__Directions__.
Nothing but the lines from the one with "Mark one point per instance of the brown leather" to the final line should be returned, each exactly as it appears.

## START

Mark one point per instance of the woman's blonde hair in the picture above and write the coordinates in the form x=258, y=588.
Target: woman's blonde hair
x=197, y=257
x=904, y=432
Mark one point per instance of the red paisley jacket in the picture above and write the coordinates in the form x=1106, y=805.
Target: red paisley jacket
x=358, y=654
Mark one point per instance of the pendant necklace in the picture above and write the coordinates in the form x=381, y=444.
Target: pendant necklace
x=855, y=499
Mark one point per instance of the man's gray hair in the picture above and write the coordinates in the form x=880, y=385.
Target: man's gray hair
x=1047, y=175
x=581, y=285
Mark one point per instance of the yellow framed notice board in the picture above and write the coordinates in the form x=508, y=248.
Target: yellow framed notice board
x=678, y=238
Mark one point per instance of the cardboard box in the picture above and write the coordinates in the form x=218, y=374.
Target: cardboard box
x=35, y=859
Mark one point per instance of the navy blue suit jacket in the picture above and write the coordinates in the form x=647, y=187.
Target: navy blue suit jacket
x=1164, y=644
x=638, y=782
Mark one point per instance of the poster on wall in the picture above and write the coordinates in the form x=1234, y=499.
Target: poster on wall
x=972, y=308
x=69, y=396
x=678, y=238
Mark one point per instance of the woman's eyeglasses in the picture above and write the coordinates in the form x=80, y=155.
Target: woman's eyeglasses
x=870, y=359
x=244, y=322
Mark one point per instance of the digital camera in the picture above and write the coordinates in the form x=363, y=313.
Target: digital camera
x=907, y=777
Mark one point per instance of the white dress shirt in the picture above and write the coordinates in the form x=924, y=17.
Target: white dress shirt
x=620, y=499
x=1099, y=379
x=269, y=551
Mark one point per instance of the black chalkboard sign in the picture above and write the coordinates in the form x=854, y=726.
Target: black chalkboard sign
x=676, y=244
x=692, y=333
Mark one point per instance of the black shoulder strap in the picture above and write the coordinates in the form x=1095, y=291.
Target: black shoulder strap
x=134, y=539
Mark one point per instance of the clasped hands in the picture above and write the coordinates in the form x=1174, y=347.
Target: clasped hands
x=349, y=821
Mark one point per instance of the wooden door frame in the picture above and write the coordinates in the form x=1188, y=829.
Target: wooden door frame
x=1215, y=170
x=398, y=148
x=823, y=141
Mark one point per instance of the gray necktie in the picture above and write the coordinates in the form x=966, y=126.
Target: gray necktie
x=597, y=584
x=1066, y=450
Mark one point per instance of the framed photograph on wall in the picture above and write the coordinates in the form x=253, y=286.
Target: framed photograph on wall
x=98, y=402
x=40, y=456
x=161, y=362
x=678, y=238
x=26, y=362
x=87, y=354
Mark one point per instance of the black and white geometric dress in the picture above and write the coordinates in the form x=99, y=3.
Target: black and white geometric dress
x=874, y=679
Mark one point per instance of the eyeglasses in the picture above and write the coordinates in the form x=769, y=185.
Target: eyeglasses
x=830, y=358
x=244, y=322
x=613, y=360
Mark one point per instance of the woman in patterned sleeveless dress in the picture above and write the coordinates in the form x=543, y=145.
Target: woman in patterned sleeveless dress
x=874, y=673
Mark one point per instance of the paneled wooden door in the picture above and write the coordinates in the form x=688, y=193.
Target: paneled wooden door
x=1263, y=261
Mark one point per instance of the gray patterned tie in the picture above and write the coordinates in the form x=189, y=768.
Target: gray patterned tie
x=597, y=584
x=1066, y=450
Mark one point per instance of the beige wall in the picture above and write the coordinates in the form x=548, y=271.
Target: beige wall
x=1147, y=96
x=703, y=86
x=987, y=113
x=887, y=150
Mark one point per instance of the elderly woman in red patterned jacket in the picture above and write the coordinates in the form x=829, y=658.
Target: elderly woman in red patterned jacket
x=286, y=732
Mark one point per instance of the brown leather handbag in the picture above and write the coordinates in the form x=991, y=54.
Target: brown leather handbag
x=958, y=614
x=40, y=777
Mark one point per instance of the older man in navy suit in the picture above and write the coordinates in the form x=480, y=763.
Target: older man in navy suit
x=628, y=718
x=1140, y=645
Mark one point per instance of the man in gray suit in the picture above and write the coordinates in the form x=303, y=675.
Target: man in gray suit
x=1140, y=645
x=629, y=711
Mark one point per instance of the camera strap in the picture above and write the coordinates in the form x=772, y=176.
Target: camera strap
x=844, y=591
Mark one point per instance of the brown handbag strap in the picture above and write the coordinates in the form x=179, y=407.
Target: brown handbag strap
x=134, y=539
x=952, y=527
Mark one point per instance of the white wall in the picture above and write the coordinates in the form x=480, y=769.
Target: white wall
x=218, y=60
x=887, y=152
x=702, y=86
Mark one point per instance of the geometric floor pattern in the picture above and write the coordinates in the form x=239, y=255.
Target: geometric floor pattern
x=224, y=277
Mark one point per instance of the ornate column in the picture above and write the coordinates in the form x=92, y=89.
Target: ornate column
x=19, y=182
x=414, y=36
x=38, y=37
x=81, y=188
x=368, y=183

## END

__Task output__.
Mark one point per instance of the brown leather handbag in the picture above and write the coordinates in the form x=991, y=54.
Target: brown leather handbag
x=958, y=614
x=40, y=777
Mark one point per instance of the older man in navy suit in the picture above and write the coordinates in the form x=480, y=763.
Target: older man in navy suit
x=628, y=718
x=1140, y=645
Mark one point per instance of the man in gray suit in the picture above and write the coordinates in the form x=303, y=675.
Target: man in gray suit
x=1140, y=645
x=629, y=711
Mark one point per instance of the camera strap in the picture above and write the coordinates in the form x=772, y=176.
Target: camera strap
x=844, y=591
Mark one point per instance of the brown handbag strap in the picture above and write the coordinates in the form x=179, y=407.
Target: brown handbag strap
x=134, y=539
x=952, y=527
Mark one point per instance of the white wall in the picture above and write the coordinates in the form x=480, y=769.
Target: white wall
x=218, y=60
x=887, y=152
x=702, y=86
Mark one point per instance of the geometric floor pattern in the picture above and write the coordinates in the form x=239, y=255.
Target: geometric floor pattern
x=224, y=277
Mark one point per instance of the ornate column in the picture above and write the coordinates in the form x=92, y=89.
Target: ornate column
x=19, y=182
x=414, y=36
x=38, y=37
x=81, y=188
x=368, y=183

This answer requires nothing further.